:: Tekst ::
* * * * * * * * *
Riyā’: de kleinere vorm van Shirk (polytheisme) | Shaykh ‘Obayd al-Djābirī
Shaykh ‘Obayd ibn ‘Abdillāh al-Djābirī (رحمه الله) zei in zijn uitleg van Kitāb at-Tawḥīd (het Boek van Monotheïsme):
“Hoofdstuk: wat is gekomen omtrent Riyā’.” Oftewel: wat is gekomen van tekstuele bewijzen die aangeven dat Riyā’ verboden is, dat men op zijn hoede moet zijn ervoor, en dat het at-Tawḥīd (het monotheïsme) tenietdoet of de volmaaktheid ervan tenietdoet.
Een kleine hoeveelheid Riyā’ doet de volmaaktheid van at-Tawḥīd teniet. Wat betreft de intense diepgewortelde Riyā’ waarbij een persoon [met zijn goede daden] het Aangezicht van Allāh niet wenst, noch het Hiernamaals wenst, en de enige reden waarom hij goede daden verricht is om ermee te pronken/showen (voor de mensen) of omwille van as-Soem‘ah; dit leidt tot grotere vorm van Shirk (ash-Shirk al-Akbar) die at-Tawḥīd tenietdoet. En hierbij zullen we stilstaan bij een aantal kwesties, en ik verlang van de studenten & studentes van kennis dat zij hieraan aandacht schenken, want dit zijn stelregels die, in-sha-Allāh, zullen helpen om de teksten van dit hoofdstuk te begrijpen.
* * * * * * * * *
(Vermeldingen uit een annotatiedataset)
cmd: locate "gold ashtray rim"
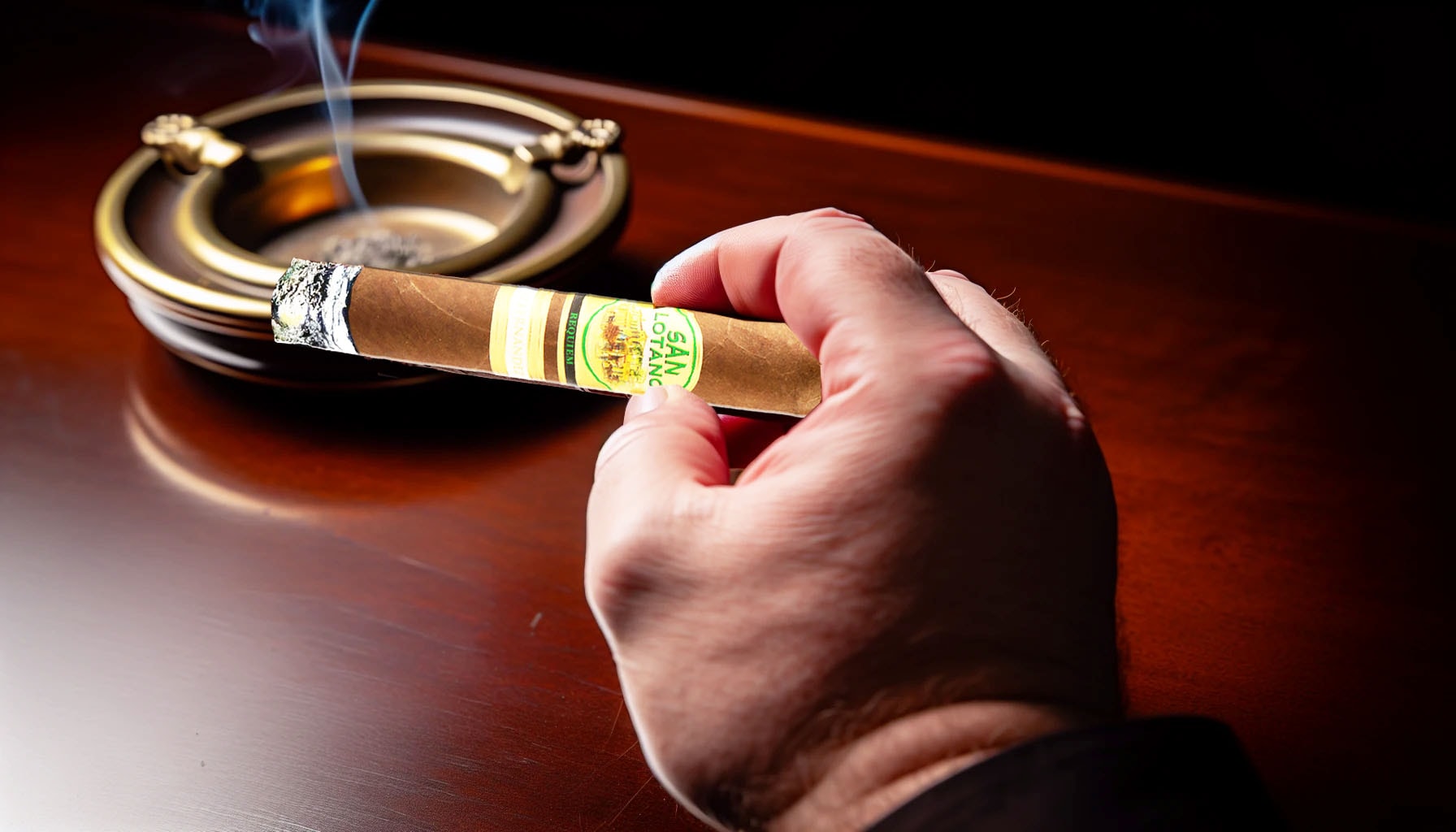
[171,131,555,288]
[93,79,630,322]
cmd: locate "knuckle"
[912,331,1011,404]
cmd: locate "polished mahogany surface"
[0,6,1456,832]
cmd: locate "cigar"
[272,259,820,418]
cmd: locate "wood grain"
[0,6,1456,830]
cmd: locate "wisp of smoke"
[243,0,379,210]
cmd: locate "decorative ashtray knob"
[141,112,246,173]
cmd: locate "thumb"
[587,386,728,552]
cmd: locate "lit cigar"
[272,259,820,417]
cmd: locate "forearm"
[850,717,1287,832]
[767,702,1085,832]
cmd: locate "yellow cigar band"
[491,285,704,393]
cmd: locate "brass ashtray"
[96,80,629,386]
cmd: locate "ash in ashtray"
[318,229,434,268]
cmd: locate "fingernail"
* * * * * * * * *
:: Gegeven opdracht 1 ::
Wat doet een kleine hoeveelheid Riyā’ volgens de tekst over Riyā’?
:: Gegeven opdracht 2 ::
Citeer woordelijk uit de tekst over Riyā’ het gedeelte dat opent met de woorden "Riyā’: de kleinere" en sluit met "volmaaktheid ervan tenietdoet.".

:: Oplossing 1 ::
Een kleine hoeveelheid Riyā’ doet de volmaaktheid van at-Tawḥīd teniet.

:: Oplossing 2 ::
Riyā’: de kleinere vorm van Shirk (polytheisme) | Shaykh ‘Obayd al-Djābirī
Shaykh ‘Obayd ibn ‘Abdillāh al-Djābirī (رحمه الله) zei in zijn uitleg van Kitāb at-Tawḥīd (het Boek van Monotheïsme):
“Hoofdstuk: wat is gekomen omtrent Riyā’.” Oftewel: wat is gekomen van tekstuele bewijzen die aangeven dat Riyā’ verboden is, dat men op zijn hoede moet zijn ervoor, en dat het at-Tawḥīd (het monotheïsme) tenietdoet of de volmaaktheid ervan tenietdoet.